*** Block opens ***

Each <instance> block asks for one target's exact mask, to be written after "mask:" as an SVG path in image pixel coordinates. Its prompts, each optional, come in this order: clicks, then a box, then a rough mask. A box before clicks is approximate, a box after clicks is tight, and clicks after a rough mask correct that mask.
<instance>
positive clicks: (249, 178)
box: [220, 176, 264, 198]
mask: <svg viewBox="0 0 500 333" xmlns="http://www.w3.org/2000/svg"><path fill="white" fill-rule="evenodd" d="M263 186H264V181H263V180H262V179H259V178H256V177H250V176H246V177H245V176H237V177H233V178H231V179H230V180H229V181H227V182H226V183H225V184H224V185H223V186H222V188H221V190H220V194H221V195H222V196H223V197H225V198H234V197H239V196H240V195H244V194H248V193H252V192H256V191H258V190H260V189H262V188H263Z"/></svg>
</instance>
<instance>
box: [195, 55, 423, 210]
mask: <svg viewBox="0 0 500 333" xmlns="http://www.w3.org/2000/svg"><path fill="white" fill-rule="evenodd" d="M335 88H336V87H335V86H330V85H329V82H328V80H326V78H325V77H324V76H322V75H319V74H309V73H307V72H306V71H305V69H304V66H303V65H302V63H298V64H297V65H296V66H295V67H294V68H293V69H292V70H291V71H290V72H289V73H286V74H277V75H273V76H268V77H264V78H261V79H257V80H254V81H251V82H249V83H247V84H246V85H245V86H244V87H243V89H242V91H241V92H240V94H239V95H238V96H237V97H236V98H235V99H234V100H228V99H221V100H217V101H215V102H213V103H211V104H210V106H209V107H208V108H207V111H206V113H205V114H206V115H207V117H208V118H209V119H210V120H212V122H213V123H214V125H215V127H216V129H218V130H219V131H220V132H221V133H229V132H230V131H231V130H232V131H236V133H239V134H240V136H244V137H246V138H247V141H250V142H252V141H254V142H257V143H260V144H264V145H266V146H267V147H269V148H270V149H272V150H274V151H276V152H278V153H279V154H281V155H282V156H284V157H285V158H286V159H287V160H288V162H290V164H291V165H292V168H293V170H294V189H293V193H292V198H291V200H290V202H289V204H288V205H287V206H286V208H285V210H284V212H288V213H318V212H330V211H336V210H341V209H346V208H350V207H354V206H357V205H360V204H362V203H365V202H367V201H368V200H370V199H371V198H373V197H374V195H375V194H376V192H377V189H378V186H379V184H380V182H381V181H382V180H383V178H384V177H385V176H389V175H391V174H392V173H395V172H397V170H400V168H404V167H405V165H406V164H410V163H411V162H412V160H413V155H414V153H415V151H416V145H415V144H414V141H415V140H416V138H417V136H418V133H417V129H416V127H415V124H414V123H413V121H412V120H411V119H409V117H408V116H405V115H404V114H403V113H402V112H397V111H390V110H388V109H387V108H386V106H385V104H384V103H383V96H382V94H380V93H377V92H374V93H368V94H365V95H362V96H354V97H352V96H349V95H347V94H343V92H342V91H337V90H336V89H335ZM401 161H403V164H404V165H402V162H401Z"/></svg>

*** Block closes ***

## Assigned task
Taking the entries from their first line through the line with "positive clicks: (249, 178)", inclusive, restate each line word for word and give nothing else.

## Response area
Each <instance> block asks for one target's exact mask, to be written after "mask:" as an SVG path in image pixel coordinates. Its prompts, each optional, come in this order: clicks, then a box, then a rough mask. A box before clicks is approximate, a box after clicks is tight, and clicks after a rough mask correct that mask.
<instance>
positive clicks: (249, 178)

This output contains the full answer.